(Items from a dataset)
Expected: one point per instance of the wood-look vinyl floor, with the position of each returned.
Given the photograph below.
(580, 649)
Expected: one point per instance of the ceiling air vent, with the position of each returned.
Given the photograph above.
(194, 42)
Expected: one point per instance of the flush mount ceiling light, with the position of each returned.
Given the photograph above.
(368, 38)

---

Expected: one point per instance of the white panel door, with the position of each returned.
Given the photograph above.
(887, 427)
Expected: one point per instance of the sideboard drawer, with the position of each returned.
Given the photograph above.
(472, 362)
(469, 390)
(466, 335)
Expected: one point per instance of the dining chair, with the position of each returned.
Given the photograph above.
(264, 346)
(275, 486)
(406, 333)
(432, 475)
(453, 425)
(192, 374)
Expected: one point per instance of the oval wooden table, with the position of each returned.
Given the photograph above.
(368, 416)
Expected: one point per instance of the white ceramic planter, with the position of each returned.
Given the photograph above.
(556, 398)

---

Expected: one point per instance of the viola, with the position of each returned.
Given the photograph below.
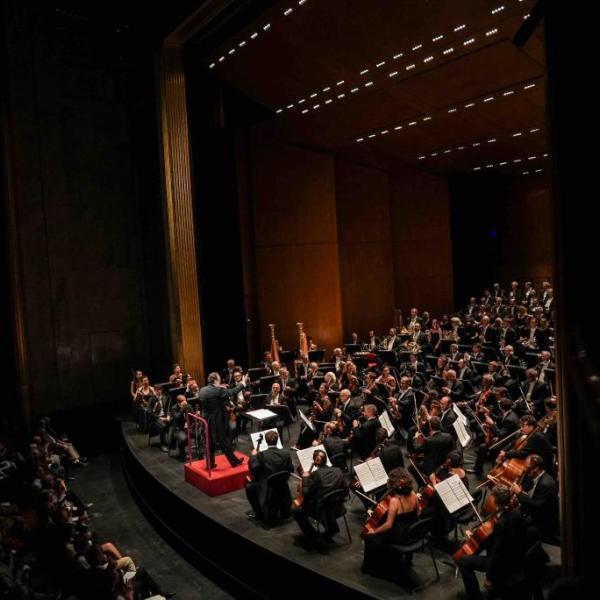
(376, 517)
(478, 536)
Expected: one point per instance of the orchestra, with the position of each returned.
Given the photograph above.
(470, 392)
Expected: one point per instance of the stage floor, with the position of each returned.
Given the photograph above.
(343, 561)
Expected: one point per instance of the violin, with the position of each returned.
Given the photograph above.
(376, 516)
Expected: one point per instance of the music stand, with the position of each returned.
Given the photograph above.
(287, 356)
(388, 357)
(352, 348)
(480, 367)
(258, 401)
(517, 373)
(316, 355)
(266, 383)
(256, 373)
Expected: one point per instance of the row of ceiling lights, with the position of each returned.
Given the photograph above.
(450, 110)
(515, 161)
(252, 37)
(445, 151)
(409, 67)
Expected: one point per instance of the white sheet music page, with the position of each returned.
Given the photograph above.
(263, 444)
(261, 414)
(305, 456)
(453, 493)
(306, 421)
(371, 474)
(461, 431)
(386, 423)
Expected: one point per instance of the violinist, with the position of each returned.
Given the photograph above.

Goal of the exercise
How many lines in the data above contain the word "ceiling"? Case counts, so uppercase and lowercase letters are treated as different, and reply with only the number.

Exercise result
3